■ Supplied text ■
Friday, December 30, 2016

Passengers: A Review (Review #881)


PASSENGERS

Lust In Space...

A lot of criticism has been directed at Passengers, and I can see the where and why of that criticism.  The film itself is flawed, with some central questions skipped over.  That being said, it has some positives that barely eke out a slightly good time.

The spaceship Avalon is carrying 5,000 people to a new planet, Homestead II, where they will start again.  They are in suspended animation, asleep until four months before they arrive.  A space storm has awoken one of those passengers: working-class mechanic James Preston (Chris Pratt).  Jim is startled to awaken, and worse, finds that he's been awakened ninety years too early.  He will die before anyone else wakes, and this fills him with dread. 

What's he going to do for all those years?  He's got the run of the ship, so decides to use it as his own private playground.  That's a bit hard to do since he isn't a Gold Class member (even in deep space in the future, there is a One Percent).  Still, with a little ingenuity he can watch the movies he wants, drink to his heart's content (whisky, courtesy of the bartender robot named Arthur, played by Michael Sheen), and even walk around naked (giving us all a look at Chris Pratt's ass, which was described to me by the person who went to see Passengers as his 'luscious ass', though whether he was being sincere or facetious I don't know).

■ Do this ■
Please copy the part of the Passengers review from "Friday, December 30, 2016" to "him with dread." word for word.

[Lines of data]
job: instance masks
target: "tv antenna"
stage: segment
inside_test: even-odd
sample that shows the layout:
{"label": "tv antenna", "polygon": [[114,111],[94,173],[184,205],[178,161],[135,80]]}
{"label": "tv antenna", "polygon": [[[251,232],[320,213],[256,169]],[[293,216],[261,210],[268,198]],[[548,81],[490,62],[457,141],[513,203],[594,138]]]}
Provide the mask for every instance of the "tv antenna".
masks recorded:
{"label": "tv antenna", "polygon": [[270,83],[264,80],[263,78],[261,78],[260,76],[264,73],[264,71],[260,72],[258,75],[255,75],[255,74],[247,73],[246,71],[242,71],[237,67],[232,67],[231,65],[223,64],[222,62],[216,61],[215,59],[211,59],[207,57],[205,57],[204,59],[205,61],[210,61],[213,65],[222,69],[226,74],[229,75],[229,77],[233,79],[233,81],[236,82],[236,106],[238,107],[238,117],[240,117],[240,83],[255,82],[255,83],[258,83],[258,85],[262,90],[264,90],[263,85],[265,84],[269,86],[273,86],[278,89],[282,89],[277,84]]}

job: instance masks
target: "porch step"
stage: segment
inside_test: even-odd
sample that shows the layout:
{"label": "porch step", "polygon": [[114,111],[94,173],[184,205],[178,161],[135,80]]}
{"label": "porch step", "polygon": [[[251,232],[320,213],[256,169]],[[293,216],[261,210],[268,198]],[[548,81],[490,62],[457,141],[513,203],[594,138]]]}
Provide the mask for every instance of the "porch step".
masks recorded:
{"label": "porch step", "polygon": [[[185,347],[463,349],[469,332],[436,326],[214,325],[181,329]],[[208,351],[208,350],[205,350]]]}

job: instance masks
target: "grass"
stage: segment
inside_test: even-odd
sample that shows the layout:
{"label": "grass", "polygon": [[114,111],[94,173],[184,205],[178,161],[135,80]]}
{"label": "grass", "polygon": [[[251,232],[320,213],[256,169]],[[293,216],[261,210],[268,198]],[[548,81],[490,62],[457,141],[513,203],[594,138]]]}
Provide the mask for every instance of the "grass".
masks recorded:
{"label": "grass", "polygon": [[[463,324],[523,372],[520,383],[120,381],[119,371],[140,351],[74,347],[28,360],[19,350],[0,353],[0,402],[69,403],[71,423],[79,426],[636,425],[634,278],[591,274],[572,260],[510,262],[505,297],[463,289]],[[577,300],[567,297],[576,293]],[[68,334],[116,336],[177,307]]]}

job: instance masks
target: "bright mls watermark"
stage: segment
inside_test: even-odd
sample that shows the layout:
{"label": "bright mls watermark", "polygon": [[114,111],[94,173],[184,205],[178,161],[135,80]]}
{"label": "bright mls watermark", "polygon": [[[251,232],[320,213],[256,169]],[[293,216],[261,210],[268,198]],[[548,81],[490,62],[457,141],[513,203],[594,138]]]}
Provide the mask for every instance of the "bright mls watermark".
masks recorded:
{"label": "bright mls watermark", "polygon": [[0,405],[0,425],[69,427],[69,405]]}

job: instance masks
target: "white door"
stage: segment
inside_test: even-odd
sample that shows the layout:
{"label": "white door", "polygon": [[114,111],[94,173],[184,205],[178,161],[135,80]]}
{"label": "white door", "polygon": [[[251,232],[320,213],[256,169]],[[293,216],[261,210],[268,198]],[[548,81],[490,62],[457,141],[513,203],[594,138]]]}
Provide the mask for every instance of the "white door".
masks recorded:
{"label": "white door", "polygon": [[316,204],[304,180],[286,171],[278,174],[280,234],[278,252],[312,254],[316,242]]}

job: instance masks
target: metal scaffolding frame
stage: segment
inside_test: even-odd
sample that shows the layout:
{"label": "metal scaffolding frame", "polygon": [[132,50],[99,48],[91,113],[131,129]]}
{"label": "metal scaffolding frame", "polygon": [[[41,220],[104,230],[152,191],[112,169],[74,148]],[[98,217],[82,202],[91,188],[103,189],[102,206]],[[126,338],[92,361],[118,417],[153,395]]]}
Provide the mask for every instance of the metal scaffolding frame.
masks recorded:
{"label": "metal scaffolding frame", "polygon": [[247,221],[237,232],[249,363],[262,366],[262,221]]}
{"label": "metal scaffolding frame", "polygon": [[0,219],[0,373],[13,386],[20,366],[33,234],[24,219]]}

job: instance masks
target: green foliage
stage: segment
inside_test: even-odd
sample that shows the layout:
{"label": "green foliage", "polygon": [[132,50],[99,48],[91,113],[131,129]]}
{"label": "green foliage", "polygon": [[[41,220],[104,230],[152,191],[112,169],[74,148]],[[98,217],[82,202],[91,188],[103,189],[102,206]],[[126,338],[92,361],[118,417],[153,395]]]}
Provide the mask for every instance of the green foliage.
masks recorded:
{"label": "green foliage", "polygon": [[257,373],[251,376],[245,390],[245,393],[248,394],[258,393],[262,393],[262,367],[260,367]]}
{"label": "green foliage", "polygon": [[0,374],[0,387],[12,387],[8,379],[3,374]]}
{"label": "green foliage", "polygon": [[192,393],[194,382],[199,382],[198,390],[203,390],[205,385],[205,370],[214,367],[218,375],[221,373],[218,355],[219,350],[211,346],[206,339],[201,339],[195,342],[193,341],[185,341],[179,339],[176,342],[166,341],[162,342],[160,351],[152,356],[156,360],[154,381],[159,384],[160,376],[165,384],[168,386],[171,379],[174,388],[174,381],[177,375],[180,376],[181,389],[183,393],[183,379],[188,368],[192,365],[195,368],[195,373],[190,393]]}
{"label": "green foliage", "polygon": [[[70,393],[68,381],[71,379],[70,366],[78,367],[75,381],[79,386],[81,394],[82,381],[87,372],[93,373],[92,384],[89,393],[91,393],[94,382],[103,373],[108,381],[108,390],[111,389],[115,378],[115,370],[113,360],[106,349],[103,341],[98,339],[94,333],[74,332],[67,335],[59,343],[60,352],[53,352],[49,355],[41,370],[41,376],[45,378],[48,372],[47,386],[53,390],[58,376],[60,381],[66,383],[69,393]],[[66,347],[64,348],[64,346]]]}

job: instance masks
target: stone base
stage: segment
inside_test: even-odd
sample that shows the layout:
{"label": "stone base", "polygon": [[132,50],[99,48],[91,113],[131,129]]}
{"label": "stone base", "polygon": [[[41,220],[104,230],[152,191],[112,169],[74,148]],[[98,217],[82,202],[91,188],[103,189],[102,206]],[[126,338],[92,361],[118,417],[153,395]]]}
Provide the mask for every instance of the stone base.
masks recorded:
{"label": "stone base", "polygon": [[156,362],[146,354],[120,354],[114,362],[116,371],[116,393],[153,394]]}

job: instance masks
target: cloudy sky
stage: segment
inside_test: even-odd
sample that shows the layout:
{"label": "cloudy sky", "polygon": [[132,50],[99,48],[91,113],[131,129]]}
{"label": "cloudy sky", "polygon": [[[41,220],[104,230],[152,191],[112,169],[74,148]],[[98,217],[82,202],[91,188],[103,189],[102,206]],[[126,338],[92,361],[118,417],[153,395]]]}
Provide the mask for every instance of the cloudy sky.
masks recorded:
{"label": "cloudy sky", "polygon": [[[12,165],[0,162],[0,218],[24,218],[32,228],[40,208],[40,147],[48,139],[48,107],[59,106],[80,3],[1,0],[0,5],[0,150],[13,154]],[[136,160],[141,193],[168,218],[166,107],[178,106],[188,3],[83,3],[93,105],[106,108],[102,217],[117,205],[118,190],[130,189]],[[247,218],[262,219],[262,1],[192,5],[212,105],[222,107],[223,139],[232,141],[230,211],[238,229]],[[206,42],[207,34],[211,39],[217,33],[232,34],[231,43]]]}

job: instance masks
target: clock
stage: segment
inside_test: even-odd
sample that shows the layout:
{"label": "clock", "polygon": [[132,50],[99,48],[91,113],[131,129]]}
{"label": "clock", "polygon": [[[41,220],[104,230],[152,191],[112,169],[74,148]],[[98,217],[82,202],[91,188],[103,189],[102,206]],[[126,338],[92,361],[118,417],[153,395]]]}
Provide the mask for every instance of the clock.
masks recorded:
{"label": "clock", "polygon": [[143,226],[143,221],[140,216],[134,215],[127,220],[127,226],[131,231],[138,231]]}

■ Solution to this exercise ■
Friday, December 30, 2016

Passengers: A Review (Review #881)


PASSENGERS

Lust In Space...

A lot of criticism has been directed at Passengers, and I can see the where and why of that criticism.  The film itself is flawed, with some central questions skipped over.  That being said, it has some positives that barely eke out a slightly good time.

The spaceship Avalon is carrying 5,000 people to a new planet, Homestead II, where they will start again.  They are in suspended animation, asleep until four months before they arrive.  A space storm has awoken one of those passengers: working-class mechanic James Preston (Chris Pratt).  Jim is startled to awaken, and worse, finds that he's been awakened ninety years too early.  He will die before anyone else wakes, and this fills him with dread.